The problem
In the entries that follow, how many lines contain the word "pavement"? Answer with the number only.

Data provided
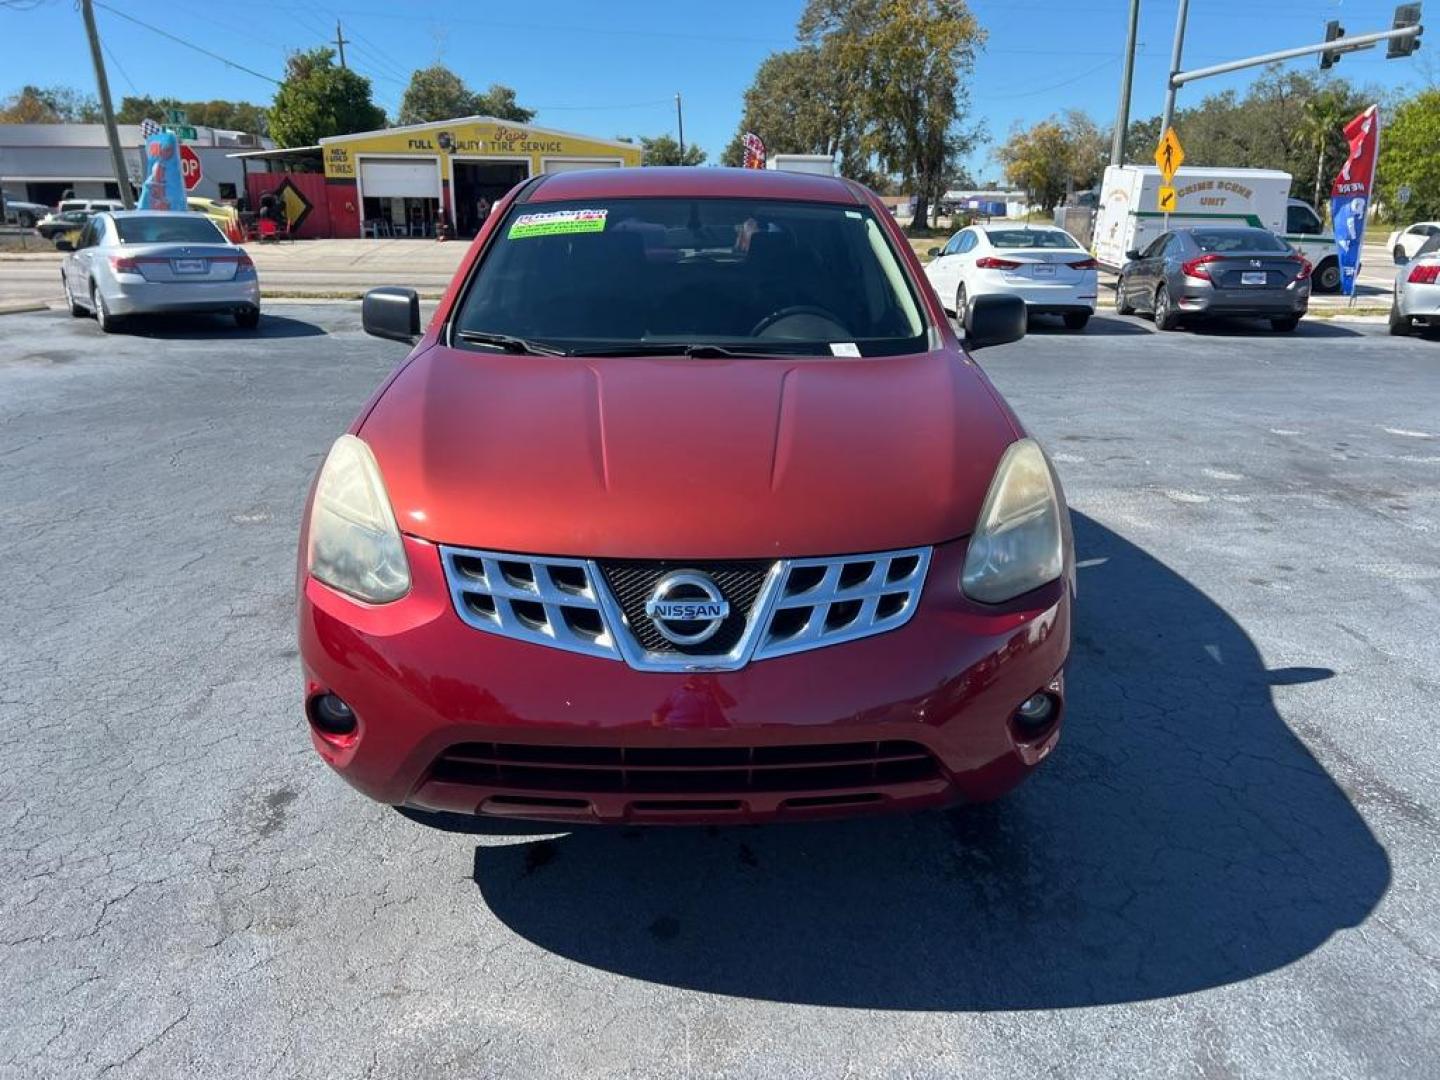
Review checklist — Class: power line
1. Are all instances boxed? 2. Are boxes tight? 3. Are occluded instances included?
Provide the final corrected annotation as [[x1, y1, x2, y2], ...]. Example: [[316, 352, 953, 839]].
[[92, 1, 281, 85], [100, 37, 138, 96], [984, 56, 1120, 101]]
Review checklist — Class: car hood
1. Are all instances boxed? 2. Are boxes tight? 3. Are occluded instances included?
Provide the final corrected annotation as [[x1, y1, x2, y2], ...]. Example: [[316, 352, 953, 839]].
[[358, 345, 1021, 559]]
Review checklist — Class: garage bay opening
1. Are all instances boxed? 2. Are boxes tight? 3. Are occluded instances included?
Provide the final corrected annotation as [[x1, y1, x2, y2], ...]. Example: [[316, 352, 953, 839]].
[[453, 161, 530, 237]]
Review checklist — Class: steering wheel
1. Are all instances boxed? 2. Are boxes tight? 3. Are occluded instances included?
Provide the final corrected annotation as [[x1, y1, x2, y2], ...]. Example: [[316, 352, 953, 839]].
[[750, 304, 851, 339]]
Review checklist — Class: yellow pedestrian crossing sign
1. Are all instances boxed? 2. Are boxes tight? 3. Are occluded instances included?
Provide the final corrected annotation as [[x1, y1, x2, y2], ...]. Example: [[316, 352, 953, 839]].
[[1158, 185, 1178, 213], [1155, 127, 1184, 184]]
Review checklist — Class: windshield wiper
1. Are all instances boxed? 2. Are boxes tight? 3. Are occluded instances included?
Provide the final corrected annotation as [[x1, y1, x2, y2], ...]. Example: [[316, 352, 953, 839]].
[[455, 330, 569, 356]]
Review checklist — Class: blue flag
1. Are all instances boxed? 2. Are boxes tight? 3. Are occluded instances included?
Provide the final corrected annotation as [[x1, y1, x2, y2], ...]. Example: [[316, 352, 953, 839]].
[[1330, 195, 1368, 298], [138, 130, 186, 211], [1329, 106, 1380, 299]]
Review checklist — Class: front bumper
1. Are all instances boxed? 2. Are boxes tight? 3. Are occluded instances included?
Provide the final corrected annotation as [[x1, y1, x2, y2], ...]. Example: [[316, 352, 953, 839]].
[[104, 276, 260, 316], [298, 535, 1072, 825]]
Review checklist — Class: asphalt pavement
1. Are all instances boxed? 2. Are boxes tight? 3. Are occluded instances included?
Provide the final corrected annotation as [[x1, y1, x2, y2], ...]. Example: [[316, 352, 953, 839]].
[[1, 304, 1437, 1078]]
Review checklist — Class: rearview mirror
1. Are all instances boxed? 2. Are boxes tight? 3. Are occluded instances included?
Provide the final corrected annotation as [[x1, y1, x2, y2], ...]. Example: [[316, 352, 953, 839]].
[[54, 239, 74, 252], [1125, 248, 1141, 261], [927, 246, 942, 257], [362, 286, 421, 344], [964, 294, 1027, 351]]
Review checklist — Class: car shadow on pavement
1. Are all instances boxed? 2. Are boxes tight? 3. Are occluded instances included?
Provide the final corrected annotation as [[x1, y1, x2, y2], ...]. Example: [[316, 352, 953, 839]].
[[466, 513, 1390, 1010], [114, 312, 327, 339], [1026, 314, 1152, 337], [1183, 318, 1365, 338]]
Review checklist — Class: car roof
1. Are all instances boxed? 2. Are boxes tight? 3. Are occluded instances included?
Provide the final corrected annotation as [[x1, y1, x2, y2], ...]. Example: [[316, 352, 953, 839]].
[[107, 210, 205, 219], [526, 166, 861, 206]]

Answer below
2